Çıkarılan metin ::
Hastane

Toplu alımlar böyle devam ederse sektörde …

MEHMET_ALI

Toplu alımlar böyle devam ederse sektörde devlerin dışında firma kalmaz

Mehmet Ali Özkan, “Merkezi veya kurumsal alımlara her firma üretim kapasitesi ve sermaye gücü ne ise o miktarda cihaz teslimi için teklif verebilmeli” dedi.

 

Tüm Tıbbi Cihaz Üretici ve Tedarikçi Dernekleri Federasyonu (TÜMDEF) Danışma Kurulu Başkanı Mehmet Ali Özkan, tıbbi cihaz sektörü ve TÜMDEF Danışma Kurulu’nun çalışmaları hakkında sorularımızı cevaplandırdı:

TÜMDEF Danışma Kurulu Başkanlığına seçildiniz. Ayrıca MASSİAD yönetim kurulunda yer alıyorsunuz. Sektörün sorunlarını yakından takip ediyorsunuz. Yeni dönemde neler yapılacak?

Bizler danışma kurulu olarak tüzükte bizlere verilmiş yetki ve sorumluluk çerçevesinde TÜMDEF yönetim kuruluna nasıl destek verebiliriz ona bakıyoruz. Gelecek yıl TÜMDEF’in 10 kuruluş yılı. TÜMDEF yönetim kurulunun 10. yıl adına ve sektörün çözüm bekleyen sorunlarına paralel iyi şeyler yapacağını, hedeflerine ulaşmak için gayret içinde olduklarını görüyorum.

Görevler ::
1) Tıbbi cihaz söyleşisinde "Tüm Tıbbi Cihaz" ile başlayıp "dönemde neler yapılacak?" sözlerine kadar, bunlar da dahil olmak üzere, giden kısmı aynen kopyalayın.
2) Tıbbi cihaz söyleşisinde adı geçen bütün kurulları sıralayın.
3) Tıbbi cihaz söyleşisini kaldığı yerden devam ettirin.

Verilen malzeme ::
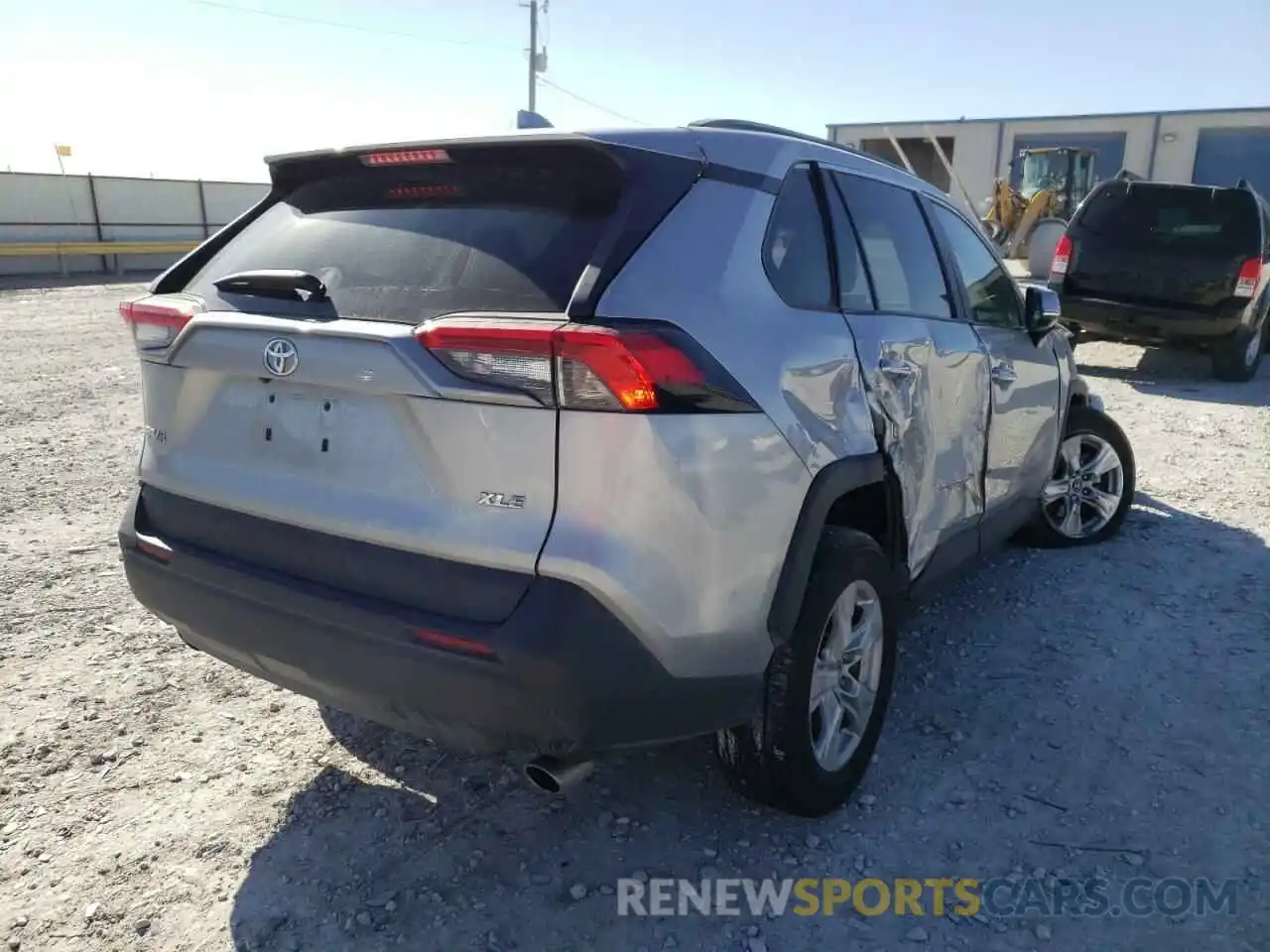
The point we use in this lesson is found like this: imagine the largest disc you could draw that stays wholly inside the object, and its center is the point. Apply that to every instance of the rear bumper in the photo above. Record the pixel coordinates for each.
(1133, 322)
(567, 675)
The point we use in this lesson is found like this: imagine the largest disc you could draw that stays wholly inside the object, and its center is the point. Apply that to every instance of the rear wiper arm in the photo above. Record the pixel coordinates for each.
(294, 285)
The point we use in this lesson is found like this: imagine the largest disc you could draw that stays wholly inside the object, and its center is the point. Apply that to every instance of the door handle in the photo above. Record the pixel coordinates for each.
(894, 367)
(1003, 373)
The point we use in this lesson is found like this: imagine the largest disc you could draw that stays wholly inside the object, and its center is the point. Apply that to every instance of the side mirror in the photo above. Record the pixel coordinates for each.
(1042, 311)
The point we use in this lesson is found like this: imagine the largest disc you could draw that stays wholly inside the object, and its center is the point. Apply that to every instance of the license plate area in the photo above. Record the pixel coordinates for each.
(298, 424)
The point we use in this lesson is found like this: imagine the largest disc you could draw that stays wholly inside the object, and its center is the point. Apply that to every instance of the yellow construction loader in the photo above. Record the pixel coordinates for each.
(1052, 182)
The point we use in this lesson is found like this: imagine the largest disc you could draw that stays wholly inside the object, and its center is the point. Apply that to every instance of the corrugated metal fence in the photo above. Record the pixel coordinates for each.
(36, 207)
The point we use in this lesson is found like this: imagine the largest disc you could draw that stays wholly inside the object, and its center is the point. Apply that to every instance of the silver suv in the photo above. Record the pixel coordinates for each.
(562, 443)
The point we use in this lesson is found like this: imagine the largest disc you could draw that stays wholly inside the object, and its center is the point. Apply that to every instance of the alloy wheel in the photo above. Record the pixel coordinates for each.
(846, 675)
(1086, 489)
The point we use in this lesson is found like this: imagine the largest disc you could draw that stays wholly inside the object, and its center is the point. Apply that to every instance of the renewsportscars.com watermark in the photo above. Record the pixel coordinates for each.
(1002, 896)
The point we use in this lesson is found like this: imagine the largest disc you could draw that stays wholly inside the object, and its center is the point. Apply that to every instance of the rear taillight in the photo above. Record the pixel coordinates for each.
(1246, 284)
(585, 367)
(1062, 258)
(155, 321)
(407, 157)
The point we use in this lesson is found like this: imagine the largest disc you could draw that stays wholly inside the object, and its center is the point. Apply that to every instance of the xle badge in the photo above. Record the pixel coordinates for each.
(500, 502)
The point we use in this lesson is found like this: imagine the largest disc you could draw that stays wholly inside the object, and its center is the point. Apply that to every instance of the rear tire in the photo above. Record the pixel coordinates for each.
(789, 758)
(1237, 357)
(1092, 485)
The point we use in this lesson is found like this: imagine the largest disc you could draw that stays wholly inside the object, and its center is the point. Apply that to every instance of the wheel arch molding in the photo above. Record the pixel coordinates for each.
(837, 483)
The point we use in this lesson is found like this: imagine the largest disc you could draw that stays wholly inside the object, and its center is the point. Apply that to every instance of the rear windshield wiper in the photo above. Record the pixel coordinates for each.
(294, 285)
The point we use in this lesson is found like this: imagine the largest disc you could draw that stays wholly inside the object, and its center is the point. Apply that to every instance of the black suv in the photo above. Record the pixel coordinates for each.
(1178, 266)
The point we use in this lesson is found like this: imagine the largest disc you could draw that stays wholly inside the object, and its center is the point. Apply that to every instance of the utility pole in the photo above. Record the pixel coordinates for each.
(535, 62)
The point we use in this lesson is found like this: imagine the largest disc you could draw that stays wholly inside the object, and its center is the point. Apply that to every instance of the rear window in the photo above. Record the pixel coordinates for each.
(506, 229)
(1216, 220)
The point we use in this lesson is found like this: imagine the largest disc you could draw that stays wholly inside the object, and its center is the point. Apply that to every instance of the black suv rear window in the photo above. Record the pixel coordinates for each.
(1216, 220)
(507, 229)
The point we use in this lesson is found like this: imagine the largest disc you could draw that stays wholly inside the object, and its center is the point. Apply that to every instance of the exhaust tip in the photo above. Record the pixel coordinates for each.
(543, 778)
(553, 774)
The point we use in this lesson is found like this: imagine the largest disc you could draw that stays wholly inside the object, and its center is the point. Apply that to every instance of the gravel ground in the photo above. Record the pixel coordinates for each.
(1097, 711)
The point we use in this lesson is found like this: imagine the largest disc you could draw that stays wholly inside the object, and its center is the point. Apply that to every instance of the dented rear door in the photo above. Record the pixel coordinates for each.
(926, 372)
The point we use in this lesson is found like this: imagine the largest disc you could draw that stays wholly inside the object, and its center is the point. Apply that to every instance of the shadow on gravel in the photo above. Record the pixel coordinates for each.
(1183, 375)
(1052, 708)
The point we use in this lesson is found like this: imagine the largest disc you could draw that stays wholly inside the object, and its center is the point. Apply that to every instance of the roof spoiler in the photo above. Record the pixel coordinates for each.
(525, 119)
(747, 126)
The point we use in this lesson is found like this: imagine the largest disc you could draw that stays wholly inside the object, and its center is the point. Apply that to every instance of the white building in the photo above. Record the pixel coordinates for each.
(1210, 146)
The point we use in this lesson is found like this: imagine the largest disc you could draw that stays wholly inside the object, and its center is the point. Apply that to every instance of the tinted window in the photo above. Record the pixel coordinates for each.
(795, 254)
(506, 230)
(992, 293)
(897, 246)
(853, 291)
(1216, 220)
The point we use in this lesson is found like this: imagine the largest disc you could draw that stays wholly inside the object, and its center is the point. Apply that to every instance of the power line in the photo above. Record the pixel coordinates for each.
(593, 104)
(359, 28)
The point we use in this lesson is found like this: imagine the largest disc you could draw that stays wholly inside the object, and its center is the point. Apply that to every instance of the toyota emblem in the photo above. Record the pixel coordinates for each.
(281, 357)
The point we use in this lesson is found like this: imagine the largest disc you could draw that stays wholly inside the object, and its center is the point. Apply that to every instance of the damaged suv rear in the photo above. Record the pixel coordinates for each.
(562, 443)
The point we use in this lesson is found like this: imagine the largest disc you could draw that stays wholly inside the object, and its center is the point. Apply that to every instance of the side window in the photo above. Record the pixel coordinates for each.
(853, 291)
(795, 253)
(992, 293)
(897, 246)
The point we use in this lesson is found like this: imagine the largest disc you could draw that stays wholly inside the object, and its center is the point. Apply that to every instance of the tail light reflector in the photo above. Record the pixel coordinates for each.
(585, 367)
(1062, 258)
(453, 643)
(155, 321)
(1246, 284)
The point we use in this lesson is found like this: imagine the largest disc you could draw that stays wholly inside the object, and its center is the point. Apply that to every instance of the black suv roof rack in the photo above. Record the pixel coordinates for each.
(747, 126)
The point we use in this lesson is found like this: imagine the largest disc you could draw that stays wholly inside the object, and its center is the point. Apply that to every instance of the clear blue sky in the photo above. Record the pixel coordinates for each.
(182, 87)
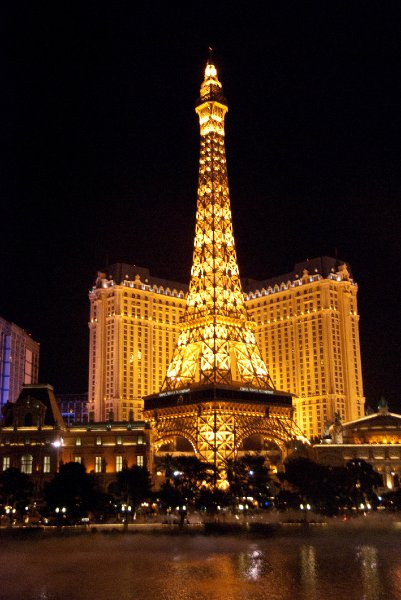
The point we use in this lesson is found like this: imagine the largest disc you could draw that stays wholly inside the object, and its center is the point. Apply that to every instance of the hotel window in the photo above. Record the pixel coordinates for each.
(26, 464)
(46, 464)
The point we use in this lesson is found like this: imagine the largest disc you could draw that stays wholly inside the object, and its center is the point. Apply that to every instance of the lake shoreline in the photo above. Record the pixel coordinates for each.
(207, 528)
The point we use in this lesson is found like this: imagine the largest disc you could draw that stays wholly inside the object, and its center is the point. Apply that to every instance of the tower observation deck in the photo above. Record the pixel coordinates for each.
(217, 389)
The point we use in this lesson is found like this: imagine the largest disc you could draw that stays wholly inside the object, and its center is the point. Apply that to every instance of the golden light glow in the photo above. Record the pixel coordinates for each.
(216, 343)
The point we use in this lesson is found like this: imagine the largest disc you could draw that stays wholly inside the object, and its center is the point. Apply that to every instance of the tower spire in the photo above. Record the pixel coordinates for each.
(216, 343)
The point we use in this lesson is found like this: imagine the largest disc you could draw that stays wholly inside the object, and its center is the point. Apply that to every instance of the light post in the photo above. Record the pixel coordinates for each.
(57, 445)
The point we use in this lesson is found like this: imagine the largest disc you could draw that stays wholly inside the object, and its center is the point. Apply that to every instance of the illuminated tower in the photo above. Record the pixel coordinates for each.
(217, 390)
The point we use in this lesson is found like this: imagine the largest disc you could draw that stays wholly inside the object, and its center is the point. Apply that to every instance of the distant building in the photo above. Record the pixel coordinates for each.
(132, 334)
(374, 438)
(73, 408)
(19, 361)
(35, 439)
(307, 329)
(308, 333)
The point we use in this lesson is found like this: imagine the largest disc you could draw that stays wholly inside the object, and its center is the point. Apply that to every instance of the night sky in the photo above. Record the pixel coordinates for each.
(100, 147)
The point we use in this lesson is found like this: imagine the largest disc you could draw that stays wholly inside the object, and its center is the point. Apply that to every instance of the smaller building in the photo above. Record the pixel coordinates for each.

Yanıtlar aşağıda ::
1)
Tüm Tıbbi Cihaz Üretici ve Tedarikçi Dernekleri Federasyonu (TÜMDEF) Danışma Kurulu Başkanı Mehmet Ali Özkan, tıbbi cihaz sektörü ve TÜMDEF Danışma Kurulu’nun çalışmaları hakkında sorularımızı cevaplandırdı:

TÜMDEF Danışma Kurulu Başkanlığına seçildiniz. Ayrıca MASSİAD yönetim kurulunda yer alıyorsunuz. Sektörün sorunlarını yakından takip ediyorsunuz. Yeni dönemde neler yapılacak?

2)
TÜMDEF Danışma Kurulu
MASSİAD yönetim kurulu
TÜMDEF yönetim kurulu

3)
Danışma Kurulu olarak neler yapacaksınız?

Danışma kurulu olarak yeni tüzükte bize verilen yetki çerçevesinde ilk raporumuzu yönetim kuruluna sunduk. Raporun içeriğinde sektörün çözüm bekleyen güncel sorunları ile TÜMDEF’in kurumsal yapısının kuvvetlendirilmesine dair öneri ve tavsiyelerimiz yer almakta. Danışma kurulu olarak gözümüz kulağımız sektörün üzerinde olacak. Gördüklerimiz, duyduklarımız ve araştırmalarımız paralelinde öngörülerimizi yönetim kuruluna aktarıp, çözümler konusunda tavsiyelerde bulunacağız. Yönetim kurulunun bizden isteyebileceği konular üzerinde çalışmalarımıza devam edeceğiz. Verimli çalışmaların olacağını umuyorum.

Sektördeki tıbbi cihaz firmalarının (ithalatçı-üretici) sektör derneklerine ve TÜMDEF’e destekleri sizce yeterli mi? Güçlü bir TÜMDEF nasıl oluşur?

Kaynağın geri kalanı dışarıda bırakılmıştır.